### SUPPLIED PASSAGE
By acceptance of this Award, the Participant agrees to
the terms and conditions set forth above and those attached hereto.

 

 

	
  PARTICIPANT

  	
  AMERICAN SCIENCE
  AND ENGINEERING, INC.

  
	
   

  	
   

  
	
   

  	
   

  	
   

  
	
  By:

  	
   

  	
   

  	
  By:

  	
   

  
	
   

  	
   

  	
   

  
	
   

  	
   

  	
  Its:

  	
   

  
								

 

 

AMERICAN
SCIENCE AND ENGINEERING, INC. 2009 LTIP CASH COMPONENT

 

LTIP Cash
Component Terms and Conditions

 

1.         LTIP
Cash Component.  The LTIP Cash
Component (“Cash”; “Cash Component”) represents the right to receive a portion
of LTIP value in Cash, subject to the fulfillment of the Vesting Schedule and
the other terms and conditions of this Award.

 

2.         Vesting
Schedule.  Upon each vesting of the
LTIP Cash Component in accordance with the Vesting Schedule set forth on the
face of this Grant Agreement (each, a “Vesting Date”), and subject to
the satisfaction of Section 6 below regarding taxes, the Company shall
issue to the Participant the cash value of the LTIP Cash Component that vests
on such Vesting Date as soon as practicable after such Vesting Date, but in no
event later than March 15 of the following calendar year.

### TASKS TO COMPLETE
- 1) Using the award terms above, answer each question briefly.
(a) By accepting the Award, what does the Participant agree to?
(b) Where is the Vesting Schedule set forth?
(c) What is the latest date by which the Company must issue the cash value that vests on a Vesting Date?
- 2) Decide whether each statement agrees with the award terms above. Answer yes or no, and quote the words that settle it.
(a) The Company must issue the cash value on the Vesting Date itself.
(b) Issuing the cash value depends on satisfying the section on taxes.
(c) The Cash Component is the right to receive all of the LTIP value in cash.

### STORED DATA
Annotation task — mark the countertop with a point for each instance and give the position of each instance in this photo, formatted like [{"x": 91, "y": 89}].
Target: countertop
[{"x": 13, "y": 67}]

### RESPONSE LIST
- 1)
(a) The terms and conditions set forth above and those attached hereto.
(b) On the face of the Grant Agreement.
(c) March 15 of the calendar year following that Vesting Date.

- 2)
(a) No: "as soon as practicable after such Vesting Date, but in no event later than March 15 of the following calendar year"
(b) Yes: "subject to the satisfaction of Section 6 below regarding taxes"
(c) No: "represents the right to receive a portion of LTIP value in Cash"